— TASK ITEM —
Pick up the forum thread on inverting the metric coefficients in the Schwarzschild line element and continue it from its last post.

____ SOURCE TEXT

Inverting the metric coefficients in the Schwarzschild line element

[Bishal Banjara]

TL;DR Summary

I want to know if the metrics in Schwarzschild is inversed, then Einstein's tensor components get modified or not.

Assuming the line element $ds^s=e^{2\alpha}dt^2-e^{2\beta}dr^2-r^2{d\Omega}^2$as usual into the form $ds^s=e^{-2\alpha}dt^2-e^{-2\beta}dr^2-r^2{d\Omega}^2$, I found that the $G_{tt}$ tensor component of first expression do not reconcile with the second one though, it fits for $G_{rr}$component. I followed the way as it is guided in https://web.stanford.edu/~oas/SI/SRGR/notes/SchwarzschildSolution.pdf for all calculations of Christoffels, Ricci tensor components and Einstein's tensor components. But I applied the final result for both exterior and an interior solution treating full Einstein equation following Carroll's book at pp.231. I obtained $G_{tt}=\frac{1}{r^2}e^{2\beta-2\alpha}[2r\delta_r\beta+1-e^{-2\beta}]$ instead of $G_{tt}=\frac{1}{r^2}e^{-2\beta+2\alpha}[2r\delta_r\beta-1+e^{2\beta}].$I want to know whether I am doing wrong though metric is independent to the final result or it doesn't reconcile, naturally.

 

[PeroK]

Perhaps it's best to learn a bit of Latex:

https://www.physicsforums.com/help/latexhelp/

 

[Ibix]

As far as I can tell you've simply substituted $-\alpha$ and $-\beta$ for $\alpha$ and $\beta$ in your initial expression. That should simply feed through to the final expression as minus signs in front of the $\alpha$ and $\beta$. That you haven't got that implies to me that you've made an arithmetic slip somewhere.

________
____ PROVIDED INFORMATION

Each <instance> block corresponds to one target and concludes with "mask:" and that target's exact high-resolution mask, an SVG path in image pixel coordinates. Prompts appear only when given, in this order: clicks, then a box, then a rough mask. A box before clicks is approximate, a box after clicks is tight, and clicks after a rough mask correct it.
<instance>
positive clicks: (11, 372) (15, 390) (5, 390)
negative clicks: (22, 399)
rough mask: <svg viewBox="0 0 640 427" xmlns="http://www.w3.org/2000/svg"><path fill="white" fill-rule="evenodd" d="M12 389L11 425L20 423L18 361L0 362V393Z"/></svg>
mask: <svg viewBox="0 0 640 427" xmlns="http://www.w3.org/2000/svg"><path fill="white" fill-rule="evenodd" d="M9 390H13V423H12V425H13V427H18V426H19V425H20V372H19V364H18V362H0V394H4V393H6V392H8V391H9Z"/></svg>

________

— ANSWER TO THIS EXERCISE —
 

[PeterDonis]

Assuming the line element $ds^s=e^{2\alpha}dt^2-e^{2\beta}dr^2-r^2{d\Omega}^2$as usual into the form $ds^s=e^{-2\alpha}dt^2-e^{-2\beta}dr^2-r^2{d\Omega}^2$

Why would you want to do that?

 

[PeterDonis]

Moderator's note: Changed thread level to "I" and edit thread title to be more descriptive of the OP question

 

[Bishal Banjara]

Why would you want to do that?

I am trying to derive the new metric coefficients for Schwarzschild line element.

 

[PeterDonis]

I am trying to derive the new metric coefficients for Schwarzschild line element.

What do you mean by "the new metric coefficients"? What are you trying to accomplish? You can't just arbitrarily change the metric coefficients to something else.

 

[Bishal Banjara]

What do you mean by "the new metric coefficients"? What are you trying to accomplish? You can't just arbitrarily change the metric coefficients to something else.

Nope, I am aware and following the proper method with all classical correspondences. If you could answer, tell me what is the difference between Einstein tensor $G^{\alpha\beta}$ and $G_{\alpha\beta}$, Reimann tensor $R^{\alpha\beta}$ and$R_{\alpha\beta}$, Stress-energy-momentum tensor$T^{\alpha\beta}$ and $T_{\alpha\beta}$? I found most of the textbooks use the contravariant type notations at first but use covariant type notations later for the case of Schwarzschild solution, for example, a first course in GR by Schutz.

 

[Bishal Banjara]

As far as I can tell you've simply substituted $-\alpha$ and $-\beta$ for $\alpha$ and $\beta$ in your initial expression. That should simply feed through to the final expression as minus signs in front of the $\alpha$ and $\beta$. That you haven't got that implies to me that you've made an arithmetic slip somewhere.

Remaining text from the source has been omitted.